§ Listing

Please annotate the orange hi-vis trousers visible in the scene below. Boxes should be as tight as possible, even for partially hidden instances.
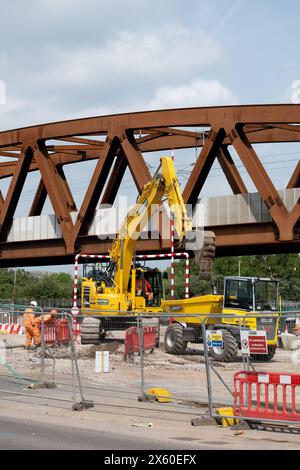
[25,325,41,348]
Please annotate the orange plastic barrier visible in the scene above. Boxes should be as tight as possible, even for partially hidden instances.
[234,372,300,421]
[124,326,157,359]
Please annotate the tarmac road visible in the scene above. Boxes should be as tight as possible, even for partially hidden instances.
[0,417,217,450]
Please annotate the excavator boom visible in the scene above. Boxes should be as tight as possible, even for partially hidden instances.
[110,157,214,293]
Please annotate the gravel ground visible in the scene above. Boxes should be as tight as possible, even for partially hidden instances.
[0,336,299,404]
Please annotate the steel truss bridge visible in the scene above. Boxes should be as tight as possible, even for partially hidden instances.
[0,105,300,267]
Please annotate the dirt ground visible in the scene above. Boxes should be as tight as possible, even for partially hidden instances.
[0,334,299,405]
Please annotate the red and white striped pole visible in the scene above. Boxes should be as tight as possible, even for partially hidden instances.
[185,256,190,299]
[170,212,175,300]
[72,255,80,311]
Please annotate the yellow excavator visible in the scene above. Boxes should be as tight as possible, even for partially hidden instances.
[81,157,278,362]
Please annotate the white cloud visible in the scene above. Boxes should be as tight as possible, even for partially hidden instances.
[149,78,239,109]
[39,26,221,93]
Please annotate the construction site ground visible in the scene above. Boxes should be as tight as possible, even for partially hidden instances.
[0,336,300,449]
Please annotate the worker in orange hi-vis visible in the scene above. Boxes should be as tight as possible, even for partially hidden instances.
[23,302,57,350]
[23,308,41,350]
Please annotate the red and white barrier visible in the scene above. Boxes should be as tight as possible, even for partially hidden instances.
[0,323,22,335]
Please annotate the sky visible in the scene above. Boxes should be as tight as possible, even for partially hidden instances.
[0,0,300,272]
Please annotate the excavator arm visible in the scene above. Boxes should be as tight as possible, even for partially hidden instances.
[110,157,214,293]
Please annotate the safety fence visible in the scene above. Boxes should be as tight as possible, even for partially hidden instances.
[0,309,300,424]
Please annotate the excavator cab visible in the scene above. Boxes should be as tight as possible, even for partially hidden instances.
[132,267,163,307]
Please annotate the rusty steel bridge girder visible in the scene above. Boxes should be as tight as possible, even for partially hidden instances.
[0,105,300,266]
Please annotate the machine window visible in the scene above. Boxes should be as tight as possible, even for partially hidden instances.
[224,279,253,310]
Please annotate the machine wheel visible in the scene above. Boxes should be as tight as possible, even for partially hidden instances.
[80,317,101,344]
[165,323,187,354]
[250,346,277,362]
[209,330,239,362]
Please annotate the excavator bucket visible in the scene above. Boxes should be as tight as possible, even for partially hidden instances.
[194,231,216,281]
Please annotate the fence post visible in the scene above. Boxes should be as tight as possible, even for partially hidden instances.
[202,319,213,419]
[67,314,94,411]
[41,310,45,384]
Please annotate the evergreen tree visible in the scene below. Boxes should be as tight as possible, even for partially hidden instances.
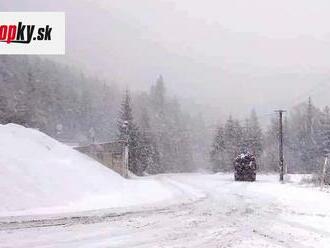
[117,90,145,175]
[210,126,226,172]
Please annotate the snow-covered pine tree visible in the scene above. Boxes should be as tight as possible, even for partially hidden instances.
[320,106,330,184]
[117,90,150,176]
[210,125,226,172]
[140,108,161,174]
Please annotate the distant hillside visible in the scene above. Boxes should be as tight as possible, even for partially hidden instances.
[0,56,120,141]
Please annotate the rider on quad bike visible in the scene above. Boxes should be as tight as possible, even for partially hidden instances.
[234,152,257,181]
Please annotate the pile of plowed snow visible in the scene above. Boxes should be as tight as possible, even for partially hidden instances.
[0,124,189,216]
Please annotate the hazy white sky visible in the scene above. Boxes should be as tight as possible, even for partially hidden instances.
[0,0,330,120]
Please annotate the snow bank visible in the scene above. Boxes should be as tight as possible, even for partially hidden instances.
[0,124,180,216]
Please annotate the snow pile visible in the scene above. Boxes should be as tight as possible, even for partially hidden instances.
[0,124,187,216]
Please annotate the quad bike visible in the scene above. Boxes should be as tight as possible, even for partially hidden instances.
[234,153,257,182]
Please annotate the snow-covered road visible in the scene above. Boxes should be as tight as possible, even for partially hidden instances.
[0,174,330,248]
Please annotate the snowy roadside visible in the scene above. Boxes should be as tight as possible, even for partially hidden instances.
[0,124,201,221]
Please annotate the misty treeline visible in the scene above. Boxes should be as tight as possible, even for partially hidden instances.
[0,55,120,143]
[0,56,207,175]
[118,76,195,175]
[210,98,330,183]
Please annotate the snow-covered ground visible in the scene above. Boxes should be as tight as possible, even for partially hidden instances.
[0,174,330,248]
[0,124,198,217]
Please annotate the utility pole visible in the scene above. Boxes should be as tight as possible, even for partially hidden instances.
[275,109,286,182]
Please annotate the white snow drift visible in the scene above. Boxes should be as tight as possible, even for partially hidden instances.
[0,124,201,216]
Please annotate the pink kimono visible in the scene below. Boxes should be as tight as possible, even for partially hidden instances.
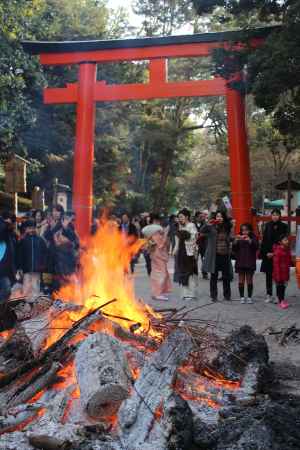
[150,232,171,297]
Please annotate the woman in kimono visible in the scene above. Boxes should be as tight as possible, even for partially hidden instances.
[148,214,171,300]
[174,209,198,300]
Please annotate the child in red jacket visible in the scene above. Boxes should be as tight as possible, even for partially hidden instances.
[273,236,292,309]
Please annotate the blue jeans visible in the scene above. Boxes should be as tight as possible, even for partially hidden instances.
[0,277,11,304]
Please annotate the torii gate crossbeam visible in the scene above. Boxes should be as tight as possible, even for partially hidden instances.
[23,27,273,238]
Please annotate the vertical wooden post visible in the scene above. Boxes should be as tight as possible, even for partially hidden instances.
[226,76,252,229]
[287,172,292,234]
[13,192,18,217]
[73,62,96,238]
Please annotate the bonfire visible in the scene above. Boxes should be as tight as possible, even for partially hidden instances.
[0,220,296,450]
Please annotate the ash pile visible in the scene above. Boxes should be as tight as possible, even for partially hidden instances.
[0,297,300,450]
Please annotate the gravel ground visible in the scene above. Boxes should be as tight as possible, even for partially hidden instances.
[134,257,300,385]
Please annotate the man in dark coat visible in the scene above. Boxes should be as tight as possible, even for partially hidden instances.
[195,211,208,280]
[43,205,80,290]
[0,213,17,303]
[119,213,139,273]
[260,209,288,303]
[0,212,17,331]
[18,220,48,298]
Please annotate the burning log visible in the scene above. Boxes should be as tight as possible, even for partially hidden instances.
[9,362,60,407]
[118,329,193,450]
[29,434,73,450]
[0,405,41,435]
[75,333,131,417]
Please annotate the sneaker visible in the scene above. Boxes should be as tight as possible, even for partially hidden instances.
[279,300,290,309]
[152,295,169,301]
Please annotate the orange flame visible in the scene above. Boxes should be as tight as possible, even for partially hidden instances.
[175,364,240,409]
[46,219,160,347]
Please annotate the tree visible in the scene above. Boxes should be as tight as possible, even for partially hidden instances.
[194,0,300,138]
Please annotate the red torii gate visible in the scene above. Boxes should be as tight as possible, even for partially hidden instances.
[22,27,272,238]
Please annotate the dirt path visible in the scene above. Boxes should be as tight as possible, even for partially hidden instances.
[135,257,300,393]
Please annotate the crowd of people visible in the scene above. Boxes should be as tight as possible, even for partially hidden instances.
[0,205,79,302]
[0,205,292,309]
[131,209,292,309]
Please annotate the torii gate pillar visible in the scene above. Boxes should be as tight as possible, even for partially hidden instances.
[73,62,97,237]
[22,27,274,238]
[226,81,252,230]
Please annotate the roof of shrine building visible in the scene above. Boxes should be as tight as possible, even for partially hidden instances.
[22,26,280,55]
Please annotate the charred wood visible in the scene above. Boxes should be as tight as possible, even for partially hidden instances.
[75,333,131,417]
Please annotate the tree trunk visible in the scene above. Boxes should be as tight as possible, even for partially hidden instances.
[75,333,132,417]
[118,329,193,450]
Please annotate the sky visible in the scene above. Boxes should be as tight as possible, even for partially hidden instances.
[107,0,192,34]
[107,0,140,23]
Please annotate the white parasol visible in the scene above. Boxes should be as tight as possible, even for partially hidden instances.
[142,223,163,238]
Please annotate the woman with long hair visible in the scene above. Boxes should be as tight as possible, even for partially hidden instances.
[200,211,233,302]
[232,223,258,303]
[174,209,198,300]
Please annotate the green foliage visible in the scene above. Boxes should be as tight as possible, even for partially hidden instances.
[194,0,300,138]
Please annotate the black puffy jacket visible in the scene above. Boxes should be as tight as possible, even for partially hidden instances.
[18,235,48,273]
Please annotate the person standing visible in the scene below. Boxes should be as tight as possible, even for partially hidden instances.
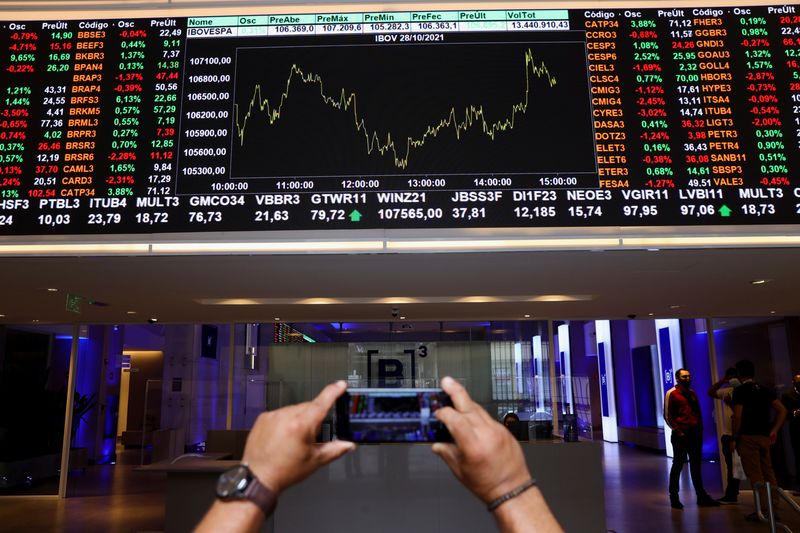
[731,359,786,520]
[664,368,719,509]
[708,368,740,503]
[781,372,800,491]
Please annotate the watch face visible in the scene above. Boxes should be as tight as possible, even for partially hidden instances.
[217,465,250,499]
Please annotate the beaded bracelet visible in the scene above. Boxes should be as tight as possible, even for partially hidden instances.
[486,478,536,513]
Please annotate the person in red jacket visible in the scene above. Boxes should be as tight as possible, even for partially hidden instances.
[664,368,719,509]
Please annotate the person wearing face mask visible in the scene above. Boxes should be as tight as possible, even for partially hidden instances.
[664,368,719,509]
[708,368,740,504]
[781,372,800,494]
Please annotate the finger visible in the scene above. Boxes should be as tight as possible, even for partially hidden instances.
[317,440,356,466]
[431,442,461,479]
[436,407,477,448]
[442,376,473,412]
[311,381,347,424]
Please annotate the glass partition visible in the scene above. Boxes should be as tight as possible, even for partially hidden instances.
[0,326,65,496]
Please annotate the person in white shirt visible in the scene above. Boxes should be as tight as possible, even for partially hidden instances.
[708,368,742,504]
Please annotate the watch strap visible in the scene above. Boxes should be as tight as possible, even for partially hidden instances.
[241,476,278,517]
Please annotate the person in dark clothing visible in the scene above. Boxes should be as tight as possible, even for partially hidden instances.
[708,368,741,503]
[731,359,786,520]
[664,368,719,509]
[781,372,800,491]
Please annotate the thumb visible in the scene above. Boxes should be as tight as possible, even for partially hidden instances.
[317,440,356,465]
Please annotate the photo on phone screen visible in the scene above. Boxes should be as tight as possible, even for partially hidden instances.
[336,389,452,443]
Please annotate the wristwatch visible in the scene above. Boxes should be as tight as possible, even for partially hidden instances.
[217,464,278,517]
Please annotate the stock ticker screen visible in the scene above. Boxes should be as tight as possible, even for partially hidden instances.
[0,5,800,235]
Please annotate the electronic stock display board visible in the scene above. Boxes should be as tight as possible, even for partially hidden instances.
[0,5,800,235]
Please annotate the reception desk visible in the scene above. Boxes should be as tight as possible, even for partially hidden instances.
[143,441,606,533]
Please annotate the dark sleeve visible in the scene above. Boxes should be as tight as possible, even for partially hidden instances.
[731,387,742,405]
[781,392,795,411]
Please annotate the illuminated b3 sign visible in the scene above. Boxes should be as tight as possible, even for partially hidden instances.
[348,343,439,388]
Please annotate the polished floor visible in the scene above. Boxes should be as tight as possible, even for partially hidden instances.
[0,443,800,533]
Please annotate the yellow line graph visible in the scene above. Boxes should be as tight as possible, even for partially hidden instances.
[234,49,556,169]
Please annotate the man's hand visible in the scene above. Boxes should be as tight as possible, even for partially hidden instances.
[242,381,355,494]
[433,377,531,503]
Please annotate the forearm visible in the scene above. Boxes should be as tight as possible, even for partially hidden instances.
[194,500,264,533]
[494,487,564,533]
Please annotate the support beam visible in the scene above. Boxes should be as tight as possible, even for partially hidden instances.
[58,324,81,498]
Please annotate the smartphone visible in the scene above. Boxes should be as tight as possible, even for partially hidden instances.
[336,389,453,443]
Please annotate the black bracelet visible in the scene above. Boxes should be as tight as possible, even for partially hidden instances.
[486,478,536,513]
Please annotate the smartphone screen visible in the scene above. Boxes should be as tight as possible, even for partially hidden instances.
[336,389,453,443]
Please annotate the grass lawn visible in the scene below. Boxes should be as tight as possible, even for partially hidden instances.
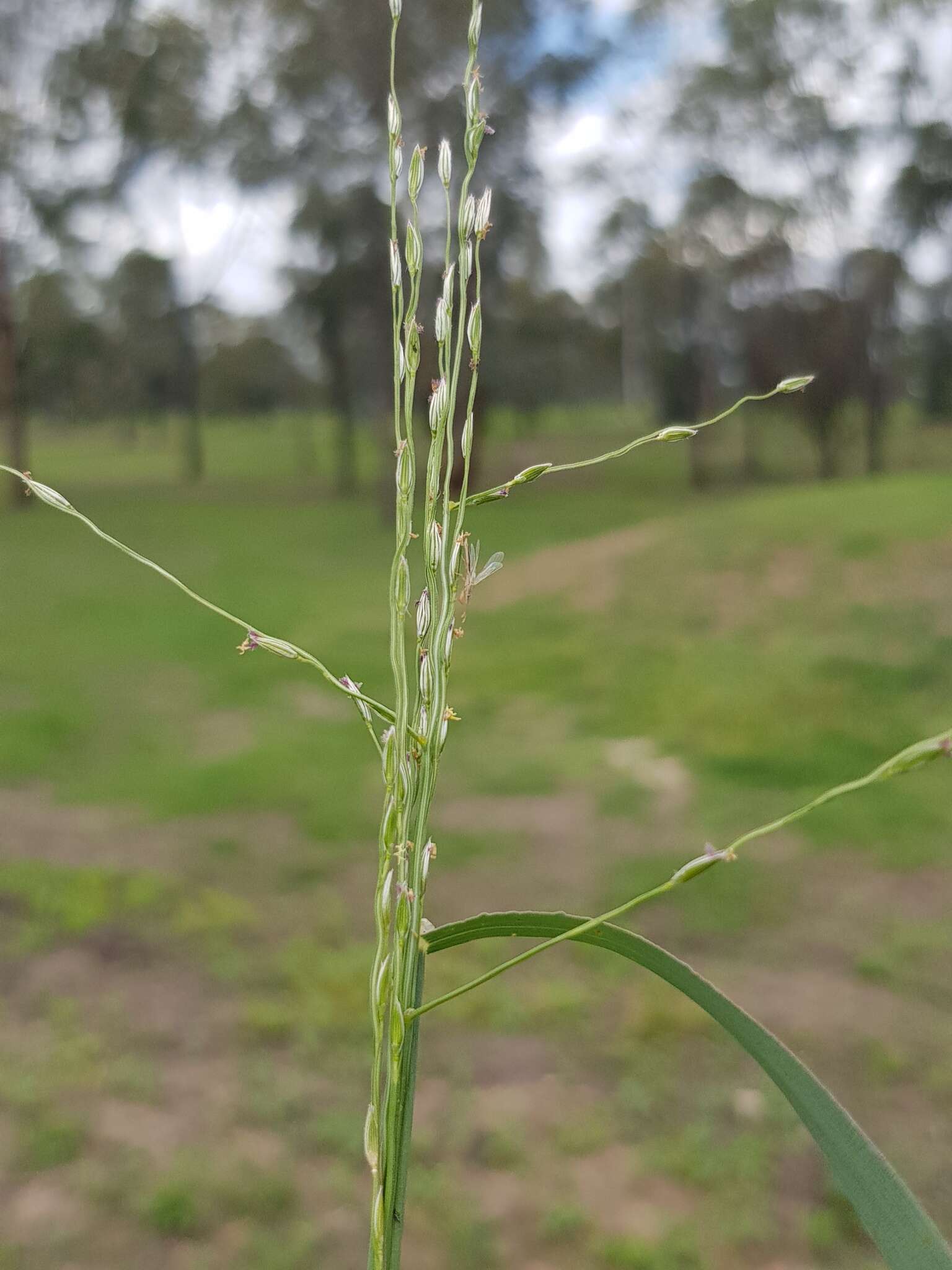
[0,420,952,1270]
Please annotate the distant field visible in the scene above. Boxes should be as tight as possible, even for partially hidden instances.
[0,412,952,1270]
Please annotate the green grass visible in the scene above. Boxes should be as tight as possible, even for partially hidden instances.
[0,419,952,1270]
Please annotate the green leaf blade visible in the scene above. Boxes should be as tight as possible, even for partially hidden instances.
[426,913,952,1270]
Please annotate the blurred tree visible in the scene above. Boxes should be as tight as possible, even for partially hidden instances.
[0,0,69,508]
[50,0,214,481]
[640,0,952,475]
[219,0,604,493]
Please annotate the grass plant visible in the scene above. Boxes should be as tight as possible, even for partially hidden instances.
[0,0,952,1270]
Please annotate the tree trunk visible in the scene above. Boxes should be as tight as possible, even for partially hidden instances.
[740,419,764,485]
[324,314,358,498]
[813,419,839,480]
[182,411,205,485]
[0,238,30,508]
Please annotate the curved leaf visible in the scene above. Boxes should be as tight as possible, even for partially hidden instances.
[425,913,952,1270]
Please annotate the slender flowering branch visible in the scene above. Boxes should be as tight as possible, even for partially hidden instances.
[452,375,814,507]
[0,464,394,721]
[407,729,952,1021]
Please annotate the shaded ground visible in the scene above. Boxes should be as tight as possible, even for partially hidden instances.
[0,460,952,1270]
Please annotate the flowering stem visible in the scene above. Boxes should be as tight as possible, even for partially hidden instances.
[0,464,395,722]
[452,376,809,507]
[406,730,952,1023]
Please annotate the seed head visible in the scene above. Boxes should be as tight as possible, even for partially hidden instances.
[381,728,397,790]
[373,952,390,1011]
[459,194,476,239]
[658,424,698,443]
[426,521,443,569]
[509,464,552,485]
[464,114,491,164]
[475,189,493,238]
[437,137,453,189]
[363,1107,381,1172]
[255,635,297,662]
[395,556,410,617]
[24,473,75,512]
[774,375,816,393]
[421,838,437,885]
[406,321,420,375]
[390,1001,406,1053]
[340,674,372,722]
[406,146,426,203]
[443,264,456,313]
[396,441,414,498]
[405,221,423,278]
[430,377,449,432]
[466,75,480,125]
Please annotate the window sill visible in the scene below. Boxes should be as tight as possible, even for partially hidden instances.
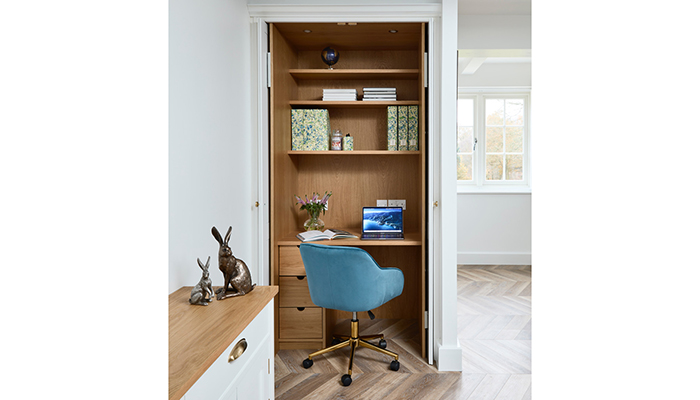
[457,184,532,195]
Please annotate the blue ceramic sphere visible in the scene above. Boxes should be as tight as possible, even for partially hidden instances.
[321,47,340,69]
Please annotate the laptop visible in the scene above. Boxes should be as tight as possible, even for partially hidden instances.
[360,207,403,240]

§ What is needed
Begin at the line that has "Please annotate the red and white striped" and stop after the line that has "[0,336,300,449]". Rewrite those entries with "white cloud" changed to "gray cloud" and everything else left the same.

§ The answer
Please annotate the red and white striped pole visible in the scene above. Boxes should be as tight as possible, even for partially hidden instances.
[185,256,190,299]
[170,212,175,300]
[72,255,80,311]
Please annotate the yellow excavator visible in the scene above. Boxes should be as tight as possible, even for partially hidden instances.
[81,157,278,362]
Please annotate the gray cloud visible in the scene above. Boxes should be as tight as possible, even for partially hidden instances.
[149,78,239,109]
[39,26,221,93]
Please annotate the construction site ground visible in the scene above. Boxes should be as tight as possible, even for partially hidden instances.
[0,336,300,449]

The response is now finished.